[Work instructions]: Each entry here needs to be set down again exactly, please; pictures are left out.

↓↓↓

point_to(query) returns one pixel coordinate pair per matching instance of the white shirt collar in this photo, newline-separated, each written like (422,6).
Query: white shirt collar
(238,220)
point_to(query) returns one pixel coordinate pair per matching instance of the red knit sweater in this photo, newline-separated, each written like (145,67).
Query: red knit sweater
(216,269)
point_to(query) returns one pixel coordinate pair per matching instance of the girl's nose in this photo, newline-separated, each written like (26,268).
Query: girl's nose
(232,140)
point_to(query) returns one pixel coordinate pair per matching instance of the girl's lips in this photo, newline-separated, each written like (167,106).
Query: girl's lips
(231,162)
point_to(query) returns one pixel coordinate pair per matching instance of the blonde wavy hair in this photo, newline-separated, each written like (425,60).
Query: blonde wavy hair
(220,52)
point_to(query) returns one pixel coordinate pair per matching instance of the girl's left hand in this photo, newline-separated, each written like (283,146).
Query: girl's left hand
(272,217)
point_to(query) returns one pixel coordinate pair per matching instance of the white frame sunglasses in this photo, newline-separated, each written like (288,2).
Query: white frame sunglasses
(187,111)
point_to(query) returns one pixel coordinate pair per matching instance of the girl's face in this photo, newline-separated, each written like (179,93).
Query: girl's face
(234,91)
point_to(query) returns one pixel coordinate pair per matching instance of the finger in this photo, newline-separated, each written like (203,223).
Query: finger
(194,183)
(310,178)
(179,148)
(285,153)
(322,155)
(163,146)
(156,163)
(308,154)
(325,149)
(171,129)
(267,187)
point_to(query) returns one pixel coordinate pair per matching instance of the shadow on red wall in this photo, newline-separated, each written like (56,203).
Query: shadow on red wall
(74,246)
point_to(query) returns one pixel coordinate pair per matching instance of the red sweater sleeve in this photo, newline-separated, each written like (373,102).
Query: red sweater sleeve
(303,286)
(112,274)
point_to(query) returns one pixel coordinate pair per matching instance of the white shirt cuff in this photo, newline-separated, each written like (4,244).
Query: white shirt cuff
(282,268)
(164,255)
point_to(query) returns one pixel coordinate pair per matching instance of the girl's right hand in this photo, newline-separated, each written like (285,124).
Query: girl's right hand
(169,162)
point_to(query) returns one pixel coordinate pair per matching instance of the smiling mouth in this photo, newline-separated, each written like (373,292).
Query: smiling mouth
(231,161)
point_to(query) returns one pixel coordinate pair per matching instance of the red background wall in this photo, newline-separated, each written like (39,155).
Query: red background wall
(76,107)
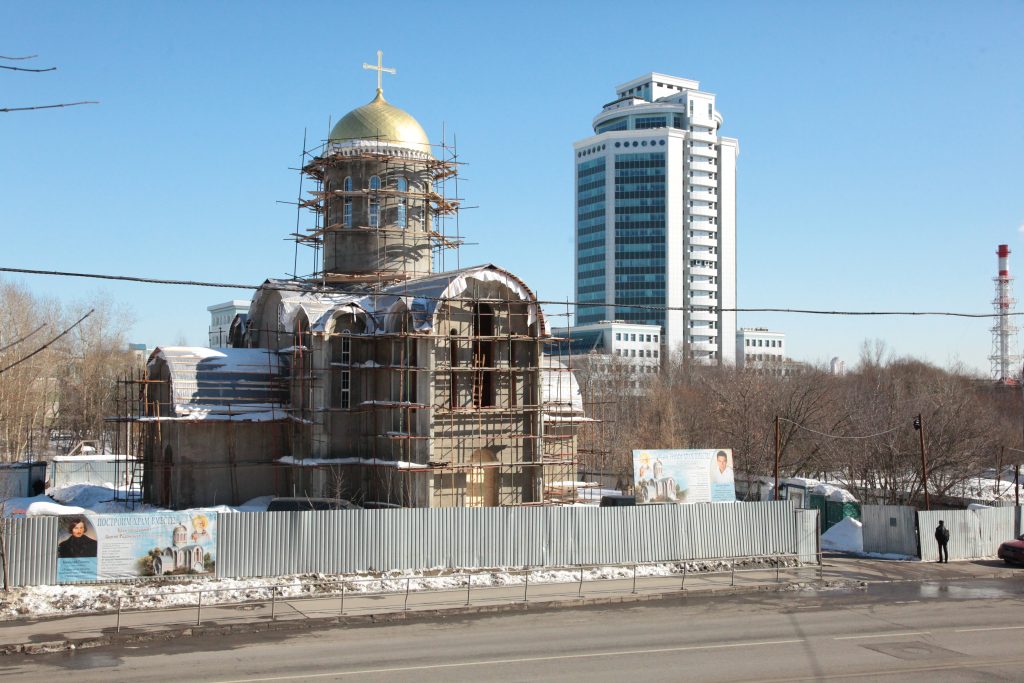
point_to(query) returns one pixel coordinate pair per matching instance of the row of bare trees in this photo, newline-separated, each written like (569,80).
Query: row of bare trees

↑↑↑

[Output]:
point_to(query) returns one pixel coordinate pair per matching instance of the white shirt collar in this photo, newline-separated, each written like (422,6).
Query: white shirt collar
(238,220)
point_to(query) returns one pixel coordinate pair per matching instance of the red knit sweater in this photo, newline-separated, each written like (145,67).
Query: red knit sweater
(216,269)
point_to(query) returns one pixel coordinate pair per matching instance of the girl's nose in this photo, newline-separated, each written like (26,268).
Query: girl's nose
(232,140)
point_to(query) returns one pixel coordinate pair per matching instance of the girl's lips in this photo, newline-separated, each written like (167,106).
Query: girl's lips
(231,162)
point_to(query) returns one pixel coordinate pair per matching instance of the blonde wavy hair in this photo, newline-separated, each written like (425,60).
Query: blonde wavy hair
(220,52)
point_to(query) returns one pixel coordinate pair per matching instance of the girl's left hand in this photo, newline-separated, each written like (283,146).
Query: girl's left hand
(272,217)
point_to(query) returns one pixel coordinate pair per matching instance of the white frame sunglasses in this photo, newline-separated, each written like (288,2).
Query: white frame sunglasses
(187,111)
point_to(query) returns one pixel coordinate pair per matching instance of the girl's face in this photo, newline-separated, each written like (179,93).
Query: girl's face
(234,91)
point_to(query) returns one pixel coordinate pair per matching instance of the finger in this photo, newline-separated, each written like (203,223).
Query: finger
(194,183)
(310,178)
(179,148)
(285,153)
(322,155)
(163,146)
(156,163)
(308,154)
(325,149)
(171,129)
(267,187)
point_to(query) returns one pixel coordinate pair per matching instance of the shadow on red wall in this photo, newline-separated, each written like (56,203).
Query: shadow on red wall
(74,246)
point_to(query) returns one pixel coordinate pair per matching instance of the red sweater sleeve in this photo, newline-separated, each written like (373,102).
Query: red sweater sleeve
(303,286)
(112,274)
point_to(query) returns one pixel coordinate pair per matching instance of the white shirt cuff in this photo, newline-separated, each written like (4,244).
Query: white shirt cuff
(282,268)
(164,255)
point_to(query) returns one pixel coordinate pair per matching instance of the girl's right hand in this photo, newline-separated, each written like (285,124).
Query: girl's right hand
(169,162)
point_to(query) returns one pixel coordinate pair per matching instance of the smiling mouth in this photo, newline-separated, each written like (373,292).
Query: smiling mouth
(231,161)
point_to(query) returns one pixel coordinate pair per matching instance of the red background wall in this photo, newline-separated, each written like (39,155).
Query: red background wall
(76,107)
point_to(query) returns one pixel coordinate pair per matching instance of the row of bare trees in this photo, newline-separated, each written like (569,80).
Query: row of bare trees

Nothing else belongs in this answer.